* **SET PROBLEM A**
Could you repeat the part of the patent text on burning pollutants out of a carrier gas flow between "connected to said" and "said ring space (19)", inclusive?
* **SET PROBLEM B**
How does the patent claim on burning pollutants out of a carrier gas flow go on? Write the continuation, picking up where that text stops.

* **SOURCE DOCUMENT**
- - -

Attorney, Agent or Firm: Fasse; W. G.
Parent Case Text
This application is a file wrapper continuation of application Ser. No.
07/667,517, filed on Mar. 11, 1991, abandoned.
Claims
What I claim is:
1. A method for controlling an operating temperature in an apparatus for
burning pollutants out of a carrier gas flow to be cleaned, said carrier
gas flow containing varying proportions of oxidizable components, said
apparatus including a gas flow path extending from an inlet port (4) to an
outlet port (20), said gas flow path including an inlet chamber (9)
connected to said inlet port (4) for receiving said carrier gas flow (4b),
heat exchanger pipes (10) mounted in a ring space (19) for receiving said
carrier gas flow from said inlet chamber (9), a first combustion chamber
(12) with a burner (14) receiving said carrier gas flow out of said heat
exchanger pipes (10), a flue gas mixing pipe (15) receiving a gas flow
from said first combustion chamber (12), a second combustion chamber (18)
receiving gas from said flue gas mixing pipe (15), said ring space (19)

- - -

* **DATASET ROWS**
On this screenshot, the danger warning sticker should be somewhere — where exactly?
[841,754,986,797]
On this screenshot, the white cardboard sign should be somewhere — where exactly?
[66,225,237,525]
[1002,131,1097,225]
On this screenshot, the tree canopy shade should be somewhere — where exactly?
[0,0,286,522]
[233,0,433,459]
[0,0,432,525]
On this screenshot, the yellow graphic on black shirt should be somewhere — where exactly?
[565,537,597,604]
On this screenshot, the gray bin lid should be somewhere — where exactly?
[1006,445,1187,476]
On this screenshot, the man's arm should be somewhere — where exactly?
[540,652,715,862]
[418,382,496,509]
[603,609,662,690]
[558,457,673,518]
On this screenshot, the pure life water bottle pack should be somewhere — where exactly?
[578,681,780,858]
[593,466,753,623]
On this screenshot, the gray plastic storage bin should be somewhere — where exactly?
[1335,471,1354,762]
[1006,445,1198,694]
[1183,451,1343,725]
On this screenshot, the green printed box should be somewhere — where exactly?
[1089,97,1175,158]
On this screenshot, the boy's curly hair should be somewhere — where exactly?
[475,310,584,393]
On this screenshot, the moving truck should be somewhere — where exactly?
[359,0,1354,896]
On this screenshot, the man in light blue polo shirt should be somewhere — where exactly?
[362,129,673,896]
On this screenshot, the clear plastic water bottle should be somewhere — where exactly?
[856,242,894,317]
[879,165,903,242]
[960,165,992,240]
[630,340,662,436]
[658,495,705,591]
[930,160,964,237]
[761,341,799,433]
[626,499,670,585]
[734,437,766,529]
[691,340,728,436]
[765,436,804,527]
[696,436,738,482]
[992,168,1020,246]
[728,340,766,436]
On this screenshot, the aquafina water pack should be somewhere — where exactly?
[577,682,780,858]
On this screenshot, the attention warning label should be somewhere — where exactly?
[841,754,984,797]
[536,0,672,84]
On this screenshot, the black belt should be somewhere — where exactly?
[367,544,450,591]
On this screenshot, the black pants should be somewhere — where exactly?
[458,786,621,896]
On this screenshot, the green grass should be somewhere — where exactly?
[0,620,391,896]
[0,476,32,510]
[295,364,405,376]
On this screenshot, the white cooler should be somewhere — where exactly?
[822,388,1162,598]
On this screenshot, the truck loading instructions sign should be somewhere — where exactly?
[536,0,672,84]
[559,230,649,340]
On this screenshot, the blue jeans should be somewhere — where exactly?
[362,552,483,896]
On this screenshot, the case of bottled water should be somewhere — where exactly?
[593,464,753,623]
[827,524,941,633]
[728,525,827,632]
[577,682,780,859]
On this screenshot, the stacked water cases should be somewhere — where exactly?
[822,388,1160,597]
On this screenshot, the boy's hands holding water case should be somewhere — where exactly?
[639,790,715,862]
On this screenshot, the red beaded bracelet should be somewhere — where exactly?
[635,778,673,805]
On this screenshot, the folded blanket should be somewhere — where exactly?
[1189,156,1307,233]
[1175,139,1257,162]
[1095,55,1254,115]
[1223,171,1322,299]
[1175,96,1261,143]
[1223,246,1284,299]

- - -

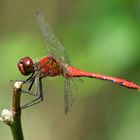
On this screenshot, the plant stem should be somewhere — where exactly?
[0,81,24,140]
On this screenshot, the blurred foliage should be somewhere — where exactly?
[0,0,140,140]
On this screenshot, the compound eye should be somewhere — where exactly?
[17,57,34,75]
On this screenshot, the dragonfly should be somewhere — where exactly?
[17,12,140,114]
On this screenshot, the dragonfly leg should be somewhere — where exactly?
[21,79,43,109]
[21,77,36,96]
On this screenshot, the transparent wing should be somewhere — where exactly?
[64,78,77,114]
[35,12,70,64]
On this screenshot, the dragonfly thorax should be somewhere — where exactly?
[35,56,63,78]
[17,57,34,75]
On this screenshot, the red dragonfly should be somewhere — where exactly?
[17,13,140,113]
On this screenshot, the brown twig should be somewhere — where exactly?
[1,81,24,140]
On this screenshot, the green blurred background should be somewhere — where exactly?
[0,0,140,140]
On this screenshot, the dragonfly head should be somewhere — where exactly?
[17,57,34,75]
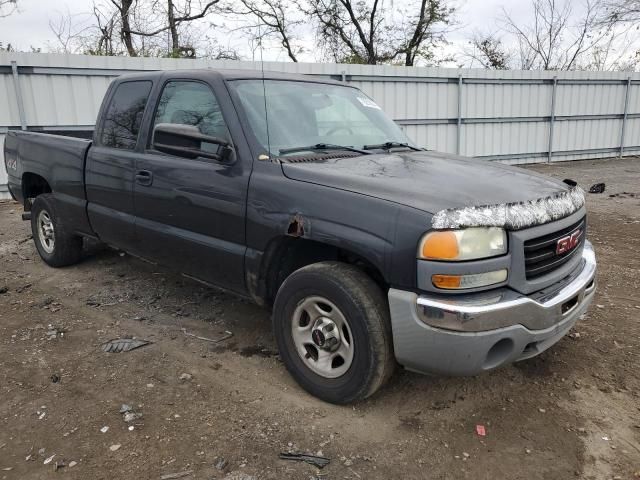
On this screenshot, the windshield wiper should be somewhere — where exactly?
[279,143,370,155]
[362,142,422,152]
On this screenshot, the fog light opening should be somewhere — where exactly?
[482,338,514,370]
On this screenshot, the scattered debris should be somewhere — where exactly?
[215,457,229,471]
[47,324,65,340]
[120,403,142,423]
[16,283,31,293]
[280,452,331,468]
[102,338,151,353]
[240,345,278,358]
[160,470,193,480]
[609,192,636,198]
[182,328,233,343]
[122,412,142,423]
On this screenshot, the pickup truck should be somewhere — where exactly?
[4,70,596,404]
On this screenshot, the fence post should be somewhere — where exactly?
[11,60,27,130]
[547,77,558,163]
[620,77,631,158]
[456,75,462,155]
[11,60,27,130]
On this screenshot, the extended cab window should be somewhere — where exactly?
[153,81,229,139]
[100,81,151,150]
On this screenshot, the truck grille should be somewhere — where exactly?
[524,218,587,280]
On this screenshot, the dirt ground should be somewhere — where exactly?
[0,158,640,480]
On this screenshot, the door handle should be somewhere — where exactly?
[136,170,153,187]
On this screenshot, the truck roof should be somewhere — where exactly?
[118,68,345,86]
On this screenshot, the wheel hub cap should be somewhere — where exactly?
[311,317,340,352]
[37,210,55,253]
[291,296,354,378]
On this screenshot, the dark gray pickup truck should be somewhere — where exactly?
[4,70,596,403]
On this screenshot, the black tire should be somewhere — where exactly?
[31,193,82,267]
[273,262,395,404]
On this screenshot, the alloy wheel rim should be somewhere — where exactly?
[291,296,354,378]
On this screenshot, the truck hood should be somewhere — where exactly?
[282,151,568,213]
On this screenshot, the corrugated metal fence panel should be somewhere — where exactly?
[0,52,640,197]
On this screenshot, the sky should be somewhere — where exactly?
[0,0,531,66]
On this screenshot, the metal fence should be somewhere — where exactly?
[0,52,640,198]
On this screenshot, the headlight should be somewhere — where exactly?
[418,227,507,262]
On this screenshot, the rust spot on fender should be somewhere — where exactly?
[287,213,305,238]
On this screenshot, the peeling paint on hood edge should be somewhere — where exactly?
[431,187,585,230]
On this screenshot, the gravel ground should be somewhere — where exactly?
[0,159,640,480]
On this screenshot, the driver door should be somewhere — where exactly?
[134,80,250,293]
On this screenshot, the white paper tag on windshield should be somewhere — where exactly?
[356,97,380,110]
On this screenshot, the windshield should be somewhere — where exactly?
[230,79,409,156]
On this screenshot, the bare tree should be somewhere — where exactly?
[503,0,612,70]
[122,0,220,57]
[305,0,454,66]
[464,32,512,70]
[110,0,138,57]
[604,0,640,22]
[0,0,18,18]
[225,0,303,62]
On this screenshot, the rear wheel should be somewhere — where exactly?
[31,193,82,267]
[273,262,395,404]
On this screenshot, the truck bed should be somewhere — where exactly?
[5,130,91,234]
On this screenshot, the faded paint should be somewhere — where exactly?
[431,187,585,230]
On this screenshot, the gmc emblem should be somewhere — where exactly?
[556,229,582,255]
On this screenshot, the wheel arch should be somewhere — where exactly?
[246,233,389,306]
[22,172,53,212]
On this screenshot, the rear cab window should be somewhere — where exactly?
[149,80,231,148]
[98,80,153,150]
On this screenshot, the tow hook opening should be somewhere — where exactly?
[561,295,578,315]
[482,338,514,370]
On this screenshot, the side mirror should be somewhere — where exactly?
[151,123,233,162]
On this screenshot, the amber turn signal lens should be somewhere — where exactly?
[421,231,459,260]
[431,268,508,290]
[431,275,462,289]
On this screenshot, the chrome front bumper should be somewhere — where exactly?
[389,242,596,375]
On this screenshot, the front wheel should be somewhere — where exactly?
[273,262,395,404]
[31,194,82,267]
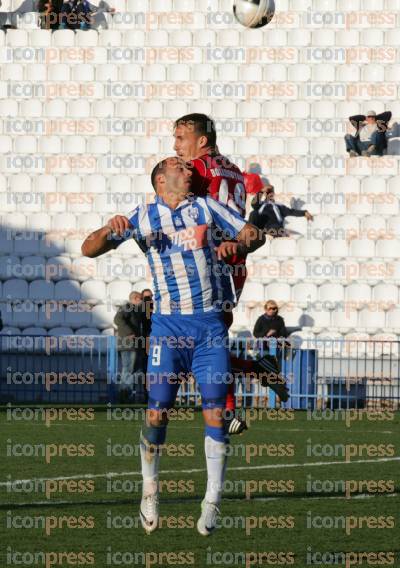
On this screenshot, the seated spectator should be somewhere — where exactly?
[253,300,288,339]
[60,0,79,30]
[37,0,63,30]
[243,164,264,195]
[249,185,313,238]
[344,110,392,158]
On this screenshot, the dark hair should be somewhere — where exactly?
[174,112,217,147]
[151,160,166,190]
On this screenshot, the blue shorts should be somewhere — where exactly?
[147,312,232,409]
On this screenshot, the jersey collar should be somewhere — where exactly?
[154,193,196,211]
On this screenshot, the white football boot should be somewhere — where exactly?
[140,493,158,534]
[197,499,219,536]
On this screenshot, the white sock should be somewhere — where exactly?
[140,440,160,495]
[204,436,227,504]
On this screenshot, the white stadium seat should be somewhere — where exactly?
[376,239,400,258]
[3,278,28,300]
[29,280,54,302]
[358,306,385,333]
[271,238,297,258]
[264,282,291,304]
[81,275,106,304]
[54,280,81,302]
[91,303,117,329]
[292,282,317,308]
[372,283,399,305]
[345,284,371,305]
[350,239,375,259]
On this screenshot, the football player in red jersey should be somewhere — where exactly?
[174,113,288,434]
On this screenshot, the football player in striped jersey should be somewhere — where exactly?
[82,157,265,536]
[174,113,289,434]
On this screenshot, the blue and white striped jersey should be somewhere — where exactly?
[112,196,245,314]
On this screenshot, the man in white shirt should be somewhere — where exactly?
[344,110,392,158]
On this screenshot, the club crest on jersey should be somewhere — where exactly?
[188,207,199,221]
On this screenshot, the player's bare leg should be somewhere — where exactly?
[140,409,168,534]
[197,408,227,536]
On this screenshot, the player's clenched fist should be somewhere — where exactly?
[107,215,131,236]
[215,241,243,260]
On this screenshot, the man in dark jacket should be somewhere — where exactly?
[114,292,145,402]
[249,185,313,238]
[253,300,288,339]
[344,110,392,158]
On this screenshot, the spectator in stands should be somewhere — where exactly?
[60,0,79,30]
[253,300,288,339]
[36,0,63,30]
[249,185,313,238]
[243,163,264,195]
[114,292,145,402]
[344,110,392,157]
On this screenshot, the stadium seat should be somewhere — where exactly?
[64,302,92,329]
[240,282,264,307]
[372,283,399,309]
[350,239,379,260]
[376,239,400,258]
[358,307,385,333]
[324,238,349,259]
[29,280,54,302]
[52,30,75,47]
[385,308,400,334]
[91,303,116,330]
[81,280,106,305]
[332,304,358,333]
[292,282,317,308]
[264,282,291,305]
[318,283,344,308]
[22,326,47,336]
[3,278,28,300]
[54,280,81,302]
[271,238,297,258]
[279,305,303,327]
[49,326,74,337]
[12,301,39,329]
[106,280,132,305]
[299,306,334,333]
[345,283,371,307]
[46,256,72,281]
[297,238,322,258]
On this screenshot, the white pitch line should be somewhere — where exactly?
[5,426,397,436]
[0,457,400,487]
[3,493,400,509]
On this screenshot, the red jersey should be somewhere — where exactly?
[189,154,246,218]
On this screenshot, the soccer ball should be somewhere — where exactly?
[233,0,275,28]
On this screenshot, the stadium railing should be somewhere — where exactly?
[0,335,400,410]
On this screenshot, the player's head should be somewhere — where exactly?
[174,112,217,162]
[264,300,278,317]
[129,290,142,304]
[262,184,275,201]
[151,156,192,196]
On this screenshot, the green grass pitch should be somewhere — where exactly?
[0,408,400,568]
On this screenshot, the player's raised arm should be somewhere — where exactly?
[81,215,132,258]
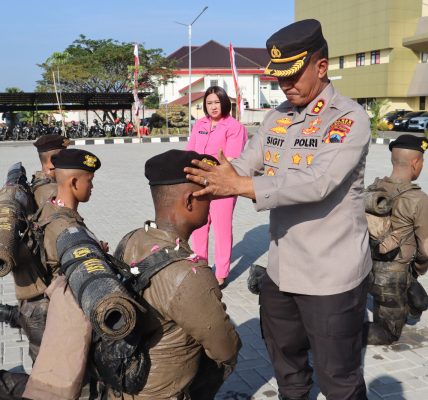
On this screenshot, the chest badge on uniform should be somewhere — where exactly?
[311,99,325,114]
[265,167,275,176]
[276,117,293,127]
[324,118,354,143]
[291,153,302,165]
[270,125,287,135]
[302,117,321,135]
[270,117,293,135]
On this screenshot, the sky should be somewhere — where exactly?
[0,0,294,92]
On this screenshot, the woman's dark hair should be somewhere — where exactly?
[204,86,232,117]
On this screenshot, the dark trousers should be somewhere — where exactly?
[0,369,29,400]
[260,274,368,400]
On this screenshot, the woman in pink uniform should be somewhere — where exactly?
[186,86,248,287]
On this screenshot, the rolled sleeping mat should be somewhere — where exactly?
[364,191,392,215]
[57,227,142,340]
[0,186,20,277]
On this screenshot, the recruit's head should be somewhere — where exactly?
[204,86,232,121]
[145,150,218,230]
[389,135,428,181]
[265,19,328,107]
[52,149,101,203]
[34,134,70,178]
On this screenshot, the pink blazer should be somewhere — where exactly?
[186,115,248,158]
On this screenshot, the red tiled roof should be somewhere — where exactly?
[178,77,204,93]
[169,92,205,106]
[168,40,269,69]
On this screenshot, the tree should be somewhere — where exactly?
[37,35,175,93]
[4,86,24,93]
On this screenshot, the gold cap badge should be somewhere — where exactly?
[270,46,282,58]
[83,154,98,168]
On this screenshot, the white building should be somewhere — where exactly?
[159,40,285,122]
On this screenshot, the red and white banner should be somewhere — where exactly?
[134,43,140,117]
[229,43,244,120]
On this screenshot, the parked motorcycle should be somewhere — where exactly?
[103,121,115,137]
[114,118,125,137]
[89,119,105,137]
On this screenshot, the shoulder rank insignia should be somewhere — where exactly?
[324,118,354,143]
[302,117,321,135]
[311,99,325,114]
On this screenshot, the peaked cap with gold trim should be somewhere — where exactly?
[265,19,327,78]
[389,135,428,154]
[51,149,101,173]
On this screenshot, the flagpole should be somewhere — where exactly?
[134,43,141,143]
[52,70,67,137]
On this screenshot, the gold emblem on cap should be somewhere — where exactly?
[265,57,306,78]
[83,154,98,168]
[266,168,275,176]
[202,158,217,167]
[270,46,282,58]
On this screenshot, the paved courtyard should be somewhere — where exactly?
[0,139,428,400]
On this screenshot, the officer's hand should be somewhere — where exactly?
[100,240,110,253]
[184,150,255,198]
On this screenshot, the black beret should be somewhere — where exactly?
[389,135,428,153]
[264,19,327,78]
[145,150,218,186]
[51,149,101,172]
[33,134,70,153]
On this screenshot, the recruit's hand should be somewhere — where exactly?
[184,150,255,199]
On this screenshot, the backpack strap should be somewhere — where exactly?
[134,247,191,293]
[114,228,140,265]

- - -

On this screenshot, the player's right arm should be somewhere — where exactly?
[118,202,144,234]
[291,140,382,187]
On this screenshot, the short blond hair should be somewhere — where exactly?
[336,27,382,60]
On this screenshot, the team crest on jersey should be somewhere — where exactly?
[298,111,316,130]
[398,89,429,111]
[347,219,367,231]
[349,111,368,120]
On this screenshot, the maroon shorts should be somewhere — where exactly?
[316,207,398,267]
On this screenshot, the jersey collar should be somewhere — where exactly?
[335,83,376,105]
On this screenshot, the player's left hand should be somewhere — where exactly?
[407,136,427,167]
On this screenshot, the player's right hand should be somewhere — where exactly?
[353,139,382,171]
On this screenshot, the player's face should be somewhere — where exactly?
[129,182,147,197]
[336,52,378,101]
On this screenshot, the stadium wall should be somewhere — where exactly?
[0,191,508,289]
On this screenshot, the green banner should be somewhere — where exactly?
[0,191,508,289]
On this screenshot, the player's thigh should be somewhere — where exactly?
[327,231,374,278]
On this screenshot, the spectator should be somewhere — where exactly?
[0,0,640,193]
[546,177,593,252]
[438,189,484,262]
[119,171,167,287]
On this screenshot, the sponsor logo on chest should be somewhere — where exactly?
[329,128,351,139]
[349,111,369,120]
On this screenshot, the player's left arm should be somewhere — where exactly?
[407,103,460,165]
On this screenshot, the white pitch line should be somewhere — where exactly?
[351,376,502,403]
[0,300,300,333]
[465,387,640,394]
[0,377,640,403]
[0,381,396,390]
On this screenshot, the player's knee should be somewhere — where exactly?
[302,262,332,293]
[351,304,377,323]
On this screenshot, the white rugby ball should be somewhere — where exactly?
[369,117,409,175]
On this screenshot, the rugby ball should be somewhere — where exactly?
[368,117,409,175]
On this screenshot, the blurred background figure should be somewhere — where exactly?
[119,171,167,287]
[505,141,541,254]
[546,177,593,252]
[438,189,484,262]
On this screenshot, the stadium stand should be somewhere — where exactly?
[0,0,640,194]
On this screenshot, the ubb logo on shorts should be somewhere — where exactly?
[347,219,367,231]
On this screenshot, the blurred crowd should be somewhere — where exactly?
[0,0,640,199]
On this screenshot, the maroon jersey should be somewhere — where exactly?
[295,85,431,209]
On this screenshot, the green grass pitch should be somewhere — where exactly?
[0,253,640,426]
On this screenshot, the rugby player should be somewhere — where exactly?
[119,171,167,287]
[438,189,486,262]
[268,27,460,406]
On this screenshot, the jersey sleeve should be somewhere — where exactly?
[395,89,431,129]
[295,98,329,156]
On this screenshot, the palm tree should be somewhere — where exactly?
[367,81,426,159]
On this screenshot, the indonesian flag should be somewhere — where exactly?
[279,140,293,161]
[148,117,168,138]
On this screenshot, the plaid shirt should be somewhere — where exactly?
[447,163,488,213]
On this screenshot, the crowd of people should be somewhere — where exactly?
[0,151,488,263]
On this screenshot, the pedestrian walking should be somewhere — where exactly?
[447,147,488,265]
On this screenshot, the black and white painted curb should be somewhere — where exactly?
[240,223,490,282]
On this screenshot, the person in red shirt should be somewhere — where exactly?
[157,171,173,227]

- - -

* **WRITTEN ANSWER A**
connected to said inlet port (4) for receiving said carrier gas flow (4b),
heat exchanger pipes (10) mounted in a ring space (19) for receiving said
carrier gas flow from said inlet chamber (9), a first combustion chamber
(12) with a burner (14) receiving said carrier gas flow out of said heat
exchanger pipes (10), a flue gas mixing pipe (15) receiving a gas flow
from said first combustion chamber (12), a second combustion chamber (18)
receiving gas from said flue gas mixing pipe (15), said ring space (19)

* **WRITTEN ANSWER B**
receiving hot gasses at one end (18a) from said second combustion chamber
(18), said ring space (19) leading to said exit port (20) at an opposite
end thus completing said gas flow path with a flow direction from said
inlet port (4) to said exit port (20); said method comprising the
following steps:
a) feeding said carrier gas flow to be cleaned through said gas flow path;
b) diverting a controllable portion of gas in said inlet chamber from
flowing directly into said heat exchanger pipes (10);
c) admixing said controllable portion of gas into said carrier gas flow at
a location near an exit end of said flue gas mixing pipe (15) and near an
inlet end of said second combustion chamber (18);
d) causing gas flowing out of said flue gas mixing pipe (15) and said
controllable portion of gas to flow along the length of said flue gas
mixing pipe (15) as said gasses flow through said second combustion
chamber (18); and
e) controlling the volume of said controllable gas portion for said
admixing so that said operating temperature in said second combustion
chamber (18) remains substantially constant even if variations occur in
said proportions of oxidizable components in said carrier gas flow to be
cleaned.
2. The method of claim 1, wherein said controlling step is performed in a
by-pass (11) leading directly from said inlet chamber (9) into an exit end
of said flue gas mixing pipe (15).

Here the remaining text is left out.